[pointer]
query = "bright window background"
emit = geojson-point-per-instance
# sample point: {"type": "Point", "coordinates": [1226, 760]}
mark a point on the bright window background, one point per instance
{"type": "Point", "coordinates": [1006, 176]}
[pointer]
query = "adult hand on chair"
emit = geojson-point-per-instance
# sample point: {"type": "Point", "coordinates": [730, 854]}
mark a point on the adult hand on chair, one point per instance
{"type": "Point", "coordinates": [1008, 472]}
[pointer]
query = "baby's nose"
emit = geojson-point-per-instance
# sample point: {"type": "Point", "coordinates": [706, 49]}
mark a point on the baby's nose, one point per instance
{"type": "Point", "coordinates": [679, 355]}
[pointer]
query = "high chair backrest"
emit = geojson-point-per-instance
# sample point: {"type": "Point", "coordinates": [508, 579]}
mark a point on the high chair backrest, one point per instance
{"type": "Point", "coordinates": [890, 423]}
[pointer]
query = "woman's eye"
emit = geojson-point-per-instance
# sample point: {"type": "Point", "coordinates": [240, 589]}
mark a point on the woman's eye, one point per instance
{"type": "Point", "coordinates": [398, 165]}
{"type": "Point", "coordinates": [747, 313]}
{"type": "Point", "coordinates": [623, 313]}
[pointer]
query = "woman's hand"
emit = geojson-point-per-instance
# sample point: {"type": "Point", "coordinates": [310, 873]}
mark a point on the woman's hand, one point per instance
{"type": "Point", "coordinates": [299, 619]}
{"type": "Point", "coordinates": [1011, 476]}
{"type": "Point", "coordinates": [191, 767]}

•••••

**DO THIS:**
Exactly reproduce all of the entries.

**IN RESPONSE:**
[pointer]
query = "bright window background"
emit = geojson-point-per-instance
# sample point: {"type": "Point", "coordinates": [1226, 760]}
mark a point on the bright window background, one point per instance
{"type": "Point", "coordinates": [1006, 176]}
[pointer]
query = "adult hand on chair"
emit = geojson-point-per-instance
# sample point: {"type": "Point", "coordinates": [730, 854]}
mark a point on the adult hand on chair, one point per instance
{"type": "Point", "coordinates": [1008, 472]}
[pointer]
query = "baby's nose"
emit = geojson-point-per-instance
# sample point: {"type": "Point", "coordinates": [706, 49]}
mark a point on the baby's nose, one point per instance
{"type": "Point", "coordinates": [679, 355]}
[pointer]
query = "high chair backrest"
emit = geojson-point-per-instance
# sample point: {"type": "Point", "coordinates": [508, 579]}
mark a point on the high chair backrest, one point per instance
{"type": "Point", "coordinates": [890, 423]}
[pointer]
query = "woman's eye"
emit = geojson-point-per-instance
# sample point: {"type": "Point", "coordinates": [240, 589]}
mark a point on the woman's eye, one point per instance
{"type": "Point", "coordinates": [398, 165]}
{"type": "Point", "coordinates": [747, 313]}
{"type": "Point", "coordinates": [623, 313]}
[pointer]
query = "woman's hand"
emit = geojson-point-per-instance
# sample point: {"type": "Point", "coordinates": [310, 873]}
mark a point on the woman's hand, one point per instance
{"type": "Point", "coordinates": [299, 619]}
{"type": "Point", "coordinates": [1011, 476]}
{"type": "Point", "coordinates": [191, 767]}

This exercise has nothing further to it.